- _TO DO_
Please retype the stretch of the 1984 Padres text below from "Williams led the" through "to second base.", word for word.

The team relied on small ball and moving runners over. With the exception of Gwynn, who finished third in balloting for the NL Most Valuable Player Award, no Padre enjoyed an outstanding season individually. McReynolds led the team with a .465 slugging percentage and was tied with Nettles for the team lead in home runs with 20. Only two other Padres exceeded 10 homers. Garvey led the club with 86 RBIs, the only Padre with more than 75. Coming off his thumb injury from 1983, he hit only eight home runs and drew just 24 walks, but had 175 hits and did not commit an error. Wiggins' move to second base proved successful, as he exhibited excellent range with his quickness in spite of his 32 fielding errors. Offensively as the leadoff hitter, he batted .258 and drew 75 walks for an on-base percentage of .342, while setting club records by stealing 70 bases and scoring 106 runs. Benefitting from the higher number of fastballs opposing pitchers threw in response to Wiggins' speed, Gwynn batted above .400 when his speedy teammate was on base. According to Williams, Wiggins "was absolutely the most valuable player in the National League in 1984." No longer a .300 hitter like in his earlier days with St. Louis, Templeton enjoyed his most successful season since 1981. Hitting eighth in the lineup, he did not receive many pitches to hit. He batted .258 with 24 extra-base hits and six game-winning RBI, and was praised by Williams for his defense. Both Templeton and Gwynn were honored by The Sporting News with Silver Slugger Awards, and Martinez (.249, 13 HR, 68 walks) was named to the Topps All-Star Rookie Team. Martinez however, hit only three homers in the second half, and just one after July 18, after hitting 10 in the first half. Troubled by his knees, Kennedy slumped to .240 while his RBIs fell to 57 from 98 a year earlier. Nettles hit .222, which was 29 points below his career average, and most of his homers came in two hot streaks. However, his averages of .252/.355/.469 against right-handed pitching were near his career norms.

San Diego's pitching staff was last in the league in strikeouts per nine innings, and were among the team leaders in most home runs allowed and walks allowed. Still, they were adept at forcing fly balls and had a low ground ball/fly ball ratio. In addition to Show, the starting rotation included fellow 28-year-old Mark Thurmond (14–8, 2.97), as well as veterans Ed Whitson (14–8, 3.24) and Lollar (11–13, 3.91). Andy Hawkins (8–9, 4.68) and Dave Dravecky (9–8, 2.93) split time as the fifth starter. In the bullpen, Gossage and Craig Lefferts (2.13 ERA and 10 saves) each appeared in 62 games and logged over 100 innings apiece. Unlike modern closers, Gossage often entered games in the seventh or eighth innings, with Lefferts filling in as the stopper when Gossage needed a game off after working successive long stints. Dravecky also recorded eight saves. At age 33, Gossage experienced a decline in his fastball, and did not record a save after August 25.

Williams led the team with a tough, no-nonsense approach. He cited the advantage of having the experience of veterans Garvey, Nettles, and Gossage on the team. Prior to joining the Padres, Garvey and Nettles had advanced to the World Series four times, while Gossage had participated in two. Throughout the season, they stressed the value of consistency and an even temperament to youngsters like Gwynn, McReynolds, and Martinez, who were among the 11 players on the team with less than four years of major league experience. Gossage and Nettles, in particular, would stay after games and talk baseball and have a beer with the youngsters. Additionally, Templeton befriended Wiggins, helping his transition from the outfield to second base.

- _DATA SUPPLIED_

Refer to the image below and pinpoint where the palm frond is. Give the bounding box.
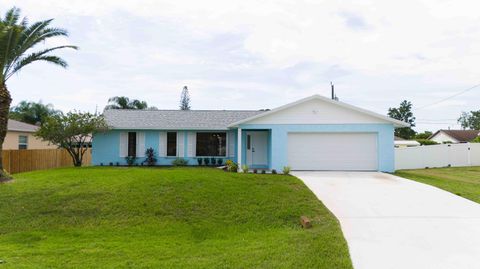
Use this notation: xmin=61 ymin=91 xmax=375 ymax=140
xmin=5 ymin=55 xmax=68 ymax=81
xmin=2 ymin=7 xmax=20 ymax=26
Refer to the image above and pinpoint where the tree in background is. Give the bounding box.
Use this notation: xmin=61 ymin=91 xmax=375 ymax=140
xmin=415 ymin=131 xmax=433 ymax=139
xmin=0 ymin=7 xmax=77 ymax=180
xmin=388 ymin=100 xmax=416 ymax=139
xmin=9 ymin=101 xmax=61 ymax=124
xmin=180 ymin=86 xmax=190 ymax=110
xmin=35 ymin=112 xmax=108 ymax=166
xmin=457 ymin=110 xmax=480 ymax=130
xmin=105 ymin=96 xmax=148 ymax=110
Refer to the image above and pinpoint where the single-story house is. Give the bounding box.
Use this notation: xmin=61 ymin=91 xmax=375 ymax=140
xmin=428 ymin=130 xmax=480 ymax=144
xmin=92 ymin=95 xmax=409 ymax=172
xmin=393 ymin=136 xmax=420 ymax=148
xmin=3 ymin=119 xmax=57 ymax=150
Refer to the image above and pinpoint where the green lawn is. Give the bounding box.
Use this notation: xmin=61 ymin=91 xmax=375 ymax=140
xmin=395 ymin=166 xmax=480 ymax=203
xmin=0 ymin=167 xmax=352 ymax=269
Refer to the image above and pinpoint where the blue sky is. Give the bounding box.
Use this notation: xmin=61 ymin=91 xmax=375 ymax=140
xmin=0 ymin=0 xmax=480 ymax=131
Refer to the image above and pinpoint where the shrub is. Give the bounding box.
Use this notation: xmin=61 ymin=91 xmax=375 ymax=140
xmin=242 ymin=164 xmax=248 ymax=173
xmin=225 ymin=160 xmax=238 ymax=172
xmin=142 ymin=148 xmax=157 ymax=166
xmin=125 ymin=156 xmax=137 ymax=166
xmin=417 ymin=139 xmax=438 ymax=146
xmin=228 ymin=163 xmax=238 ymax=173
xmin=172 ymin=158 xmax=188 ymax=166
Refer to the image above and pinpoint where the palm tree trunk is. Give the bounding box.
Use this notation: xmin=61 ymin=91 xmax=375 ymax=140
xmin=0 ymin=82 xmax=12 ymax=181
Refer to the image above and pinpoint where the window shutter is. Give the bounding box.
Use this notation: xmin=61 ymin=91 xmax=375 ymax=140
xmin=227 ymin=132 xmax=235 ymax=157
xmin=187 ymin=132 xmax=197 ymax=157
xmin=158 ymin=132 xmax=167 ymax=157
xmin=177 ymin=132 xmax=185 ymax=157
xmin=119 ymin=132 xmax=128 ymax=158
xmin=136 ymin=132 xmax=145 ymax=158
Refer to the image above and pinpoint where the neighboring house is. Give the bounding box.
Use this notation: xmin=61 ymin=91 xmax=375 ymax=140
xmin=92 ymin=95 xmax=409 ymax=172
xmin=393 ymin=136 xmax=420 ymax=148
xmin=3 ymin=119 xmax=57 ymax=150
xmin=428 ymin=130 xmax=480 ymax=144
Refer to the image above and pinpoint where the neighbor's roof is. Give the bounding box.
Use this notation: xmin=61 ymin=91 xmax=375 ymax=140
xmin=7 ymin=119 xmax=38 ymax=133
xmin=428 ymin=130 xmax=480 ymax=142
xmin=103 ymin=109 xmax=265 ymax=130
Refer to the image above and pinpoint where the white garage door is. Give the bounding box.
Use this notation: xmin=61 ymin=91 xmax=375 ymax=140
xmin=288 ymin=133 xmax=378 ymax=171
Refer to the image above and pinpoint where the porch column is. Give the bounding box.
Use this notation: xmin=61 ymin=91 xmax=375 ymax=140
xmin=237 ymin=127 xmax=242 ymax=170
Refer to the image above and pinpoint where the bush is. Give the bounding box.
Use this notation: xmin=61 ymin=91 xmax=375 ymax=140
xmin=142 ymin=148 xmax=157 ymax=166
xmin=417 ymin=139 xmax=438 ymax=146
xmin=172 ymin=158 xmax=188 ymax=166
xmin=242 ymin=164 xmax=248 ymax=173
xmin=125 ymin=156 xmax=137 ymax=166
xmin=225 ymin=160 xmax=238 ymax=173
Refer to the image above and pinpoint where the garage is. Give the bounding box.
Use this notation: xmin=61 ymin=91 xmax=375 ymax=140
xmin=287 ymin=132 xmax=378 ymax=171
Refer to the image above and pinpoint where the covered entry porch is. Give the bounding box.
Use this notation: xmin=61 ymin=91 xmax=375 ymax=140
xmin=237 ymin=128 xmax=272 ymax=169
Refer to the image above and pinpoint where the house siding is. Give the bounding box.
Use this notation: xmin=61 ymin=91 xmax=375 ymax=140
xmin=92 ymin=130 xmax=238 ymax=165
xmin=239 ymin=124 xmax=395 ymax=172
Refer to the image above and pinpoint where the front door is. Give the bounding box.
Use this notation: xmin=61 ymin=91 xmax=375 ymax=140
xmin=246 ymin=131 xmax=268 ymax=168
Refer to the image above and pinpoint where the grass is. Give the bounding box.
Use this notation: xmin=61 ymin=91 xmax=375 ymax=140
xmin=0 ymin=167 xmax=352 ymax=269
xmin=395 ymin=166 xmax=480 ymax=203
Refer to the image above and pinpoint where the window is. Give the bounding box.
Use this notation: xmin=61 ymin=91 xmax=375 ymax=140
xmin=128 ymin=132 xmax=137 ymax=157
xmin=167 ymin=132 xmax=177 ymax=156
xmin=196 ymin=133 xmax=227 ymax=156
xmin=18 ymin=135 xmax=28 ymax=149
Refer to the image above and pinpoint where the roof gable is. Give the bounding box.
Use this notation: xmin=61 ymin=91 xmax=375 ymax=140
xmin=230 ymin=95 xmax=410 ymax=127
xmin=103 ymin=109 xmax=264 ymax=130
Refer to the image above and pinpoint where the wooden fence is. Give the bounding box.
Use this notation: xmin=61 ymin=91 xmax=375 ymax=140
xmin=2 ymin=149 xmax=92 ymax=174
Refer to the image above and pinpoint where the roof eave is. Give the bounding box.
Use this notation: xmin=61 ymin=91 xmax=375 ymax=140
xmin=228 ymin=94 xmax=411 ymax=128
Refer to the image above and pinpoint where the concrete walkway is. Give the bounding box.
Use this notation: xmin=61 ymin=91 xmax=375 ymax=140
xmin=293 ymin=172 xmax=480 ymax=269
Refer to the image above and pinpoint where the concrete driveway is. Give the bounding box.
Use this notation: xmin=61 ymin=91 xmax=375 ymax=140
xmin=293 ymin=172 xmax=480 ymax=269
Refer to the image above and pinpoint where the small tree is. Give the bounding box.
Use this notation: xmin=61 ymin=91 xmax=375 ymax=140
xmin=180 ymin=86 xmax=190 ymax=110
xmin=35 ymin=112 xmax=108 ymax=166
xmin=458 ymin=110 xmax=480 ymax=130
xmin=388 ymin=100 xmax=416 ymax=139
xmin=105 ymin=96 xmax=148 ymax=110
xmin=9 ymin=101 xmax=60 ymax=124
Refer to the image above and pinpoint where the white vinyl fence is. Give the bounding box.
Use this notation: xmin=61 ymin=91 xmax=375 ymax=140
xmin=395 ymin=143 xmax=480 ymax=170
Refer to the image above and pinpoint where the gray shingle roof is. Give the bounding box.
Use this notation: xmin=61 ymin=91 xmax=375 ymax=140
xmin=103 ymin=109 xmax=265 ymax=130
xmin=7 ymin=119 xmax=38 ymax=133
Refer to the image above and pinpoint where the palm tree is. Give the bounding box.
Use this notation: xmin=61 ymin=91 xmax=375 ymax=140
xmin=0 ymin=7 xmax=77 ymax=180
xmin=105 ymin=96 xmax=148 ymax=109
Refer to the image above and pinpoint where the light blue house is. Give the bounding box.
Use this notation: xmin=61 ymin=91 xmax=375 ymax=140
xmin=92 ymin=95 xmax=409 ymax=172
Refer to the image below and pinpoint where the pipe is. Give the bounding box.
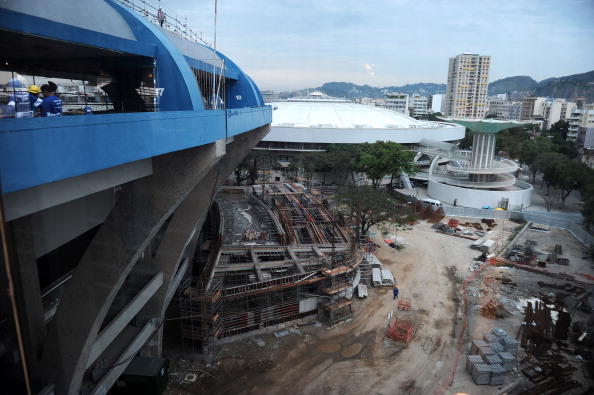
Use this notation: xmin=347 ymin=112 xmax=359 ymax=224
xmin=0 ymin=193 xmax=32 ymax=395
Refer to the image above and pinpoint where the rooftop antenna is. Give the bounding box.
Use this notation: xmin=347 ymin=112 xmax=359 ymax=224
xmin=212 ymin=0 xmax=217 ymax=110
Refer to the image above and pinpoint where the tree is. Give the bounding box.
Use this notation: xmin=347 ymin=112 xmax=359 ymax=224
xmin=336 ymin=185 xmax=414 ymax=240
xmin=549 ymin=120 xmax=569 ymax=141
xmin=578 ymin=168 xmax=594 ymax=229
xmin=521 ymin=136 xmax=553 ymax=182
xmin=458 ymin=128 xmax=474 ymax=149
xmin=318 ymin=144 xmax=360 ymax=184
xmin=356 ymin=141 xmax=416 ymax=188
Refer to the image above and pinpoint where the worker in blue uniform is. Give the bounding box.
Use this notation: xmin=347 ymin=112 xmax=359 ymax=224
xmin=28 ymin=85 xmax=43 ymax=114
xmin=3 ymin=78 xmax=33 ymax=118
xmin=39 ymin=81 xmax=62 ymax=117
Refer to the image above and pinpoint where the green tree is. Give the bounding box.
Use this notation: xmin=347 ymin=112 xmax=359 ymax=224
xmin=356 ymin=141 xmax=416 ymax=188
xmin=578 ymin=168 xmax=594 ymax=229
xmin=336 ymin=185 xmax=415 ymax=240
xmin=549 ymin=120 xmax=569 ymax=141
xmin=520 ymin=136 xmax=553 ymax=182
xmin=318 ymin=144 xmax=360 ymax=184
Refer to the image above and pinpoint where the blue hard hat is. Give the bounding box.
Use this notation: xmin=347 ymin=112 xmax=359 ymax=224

- _COMPLETED EXERCISE_
Williams led the team with a tough, no-nonsense approach. He cited the advantage of having the experience of veterans Garvey, Nettles, and Gossage on the team. Prior to joining the Padres, Garvey and Nettles had advanced to the World Series four times, while Gossage had participated in two. Throughout the season, they stressed the value of consistency and an even temperament to youngsters like Gwynn, McReynolds, and Martinez, who were among the 11 players on the team with less than four years of major league experience. Gossage and Nettles, in particular, would stay after games and talk baseball and have a beer with the youngsters. Additionally, Templeton befriended Wiggins, helping his transition from the outfield to second base.